───── TESTO FORNITO ─────

Entrambi non erano assolutamente nuovi al settore, ma mai avevano gestito un locale tutto proprio. Un sogno coronato, dunque, nella propria terra d’origine.

Ad Aprile sono due anni che abbiamo rilevato l’attività dalla vecchia gestione, rimodernandone la proposta – commenta il patron Francesco “Bruno” Abbondati – Una sfida, la nostra: avere un ristorante prettamente a base di pesce in collina è un qualcosa di poco comune“.

Tornando a Saturnino Abbondati, lo chef, la sua gavetta inizia ben presto: la prima esperienza è ad Amalfi, allo Smeraldino, in sala. Poi è in cucina, come commis. Si sposta un anno a Sorrento, al “Caruso”, dallo chef Antonio Cosentino. Poi torna dall’altro lato dei Lattari, troppo forte il richiamo di casa: è un anno al Panorama a Maiori, per poi lavorare per ben oltre un decennio alla trattoria “da Gemma”. E, ancora, al Lido Azzurro. Nel mezzo, un’esperienza nella capitale, alla Trattoria del Pesce. Ancora una volta ad Amalfi, alla Taverna del Duca, a Piazza Spirito Santo, di fronte la fontana di “cap’ è ciuccio”. E, infine, sempre da Gemma prima di assumere la guida della sua “Carcara”.

───── DATI FORNITI ─────

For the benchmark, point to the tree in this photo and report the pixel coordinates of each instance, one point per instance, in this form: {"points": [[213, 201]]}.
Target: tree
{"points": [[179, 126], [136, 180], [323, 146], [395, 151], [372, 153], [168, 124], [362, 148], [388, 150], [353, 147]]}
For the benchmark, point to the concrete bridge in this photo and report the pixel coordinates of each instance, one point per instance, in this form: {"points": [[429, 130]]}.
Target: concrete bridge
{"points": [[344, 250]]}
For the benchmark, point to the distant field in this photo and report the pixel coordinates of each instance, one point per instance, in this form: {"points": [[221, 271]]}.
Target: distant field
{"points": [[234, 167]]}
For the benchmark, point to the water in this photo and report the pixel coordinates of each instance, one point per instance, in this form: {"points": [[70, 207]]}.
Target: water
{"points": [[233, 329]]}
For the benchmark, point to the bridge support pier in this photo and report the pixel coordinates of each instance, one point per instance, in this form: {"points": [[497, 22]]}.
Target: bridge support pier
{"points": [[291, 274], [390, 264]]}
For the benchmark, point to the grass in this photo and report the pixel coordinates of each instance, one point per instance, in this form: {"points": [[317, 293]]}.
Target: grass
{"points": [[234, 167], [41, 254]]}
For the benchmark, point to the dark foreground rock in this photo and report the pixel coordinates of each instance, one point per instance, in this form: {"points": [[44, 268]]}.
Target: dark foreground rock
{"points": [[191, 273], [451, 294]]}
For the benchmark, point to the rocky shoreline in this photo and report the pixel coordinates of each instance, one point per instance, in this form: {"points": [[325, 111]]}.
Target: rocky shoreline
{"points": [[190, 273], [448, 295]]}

─────

CONSEGNA. Prosegui il testo sulla “Carcara” e sul suo chef Saturnino Abbondati, riprendendo subito dopo l'ultima frase riportata.

RISPOSTA SCRITTA.
Creativo, versatile ma, al tempo stesso, fortemente orientato alla tradizione ed all’impiego di prodotti del paniere locale: così porta avanti la cucina, dando un sapiente sguardo, vista la sua conoscenza del mondo degli impasti, anche al vicino forno da cui si sfornano fragranti pizze. Con un imprinting tutto personale che dà valore aggiunto all’esperienza, che parte con l’antipasto “Da Bruno”, che varia in base alla disponibilità e alla stagionalità dei prodotti del mare. Per chi vuole osare in più, c’è anche il cruditè.

La voglia di innovare si ritrova nel nuovo menù primaverile, che segna l’inizio della nuova stagione turistica: tra i piatti che già iniziano a trasmettere l’aria della bella stagione in carta, certamente la linguina cacio, pepe e tartare di gamberi; il tubetto con totani, cipolla e crema di zucca, rigorosamente dell’orto di famiglia.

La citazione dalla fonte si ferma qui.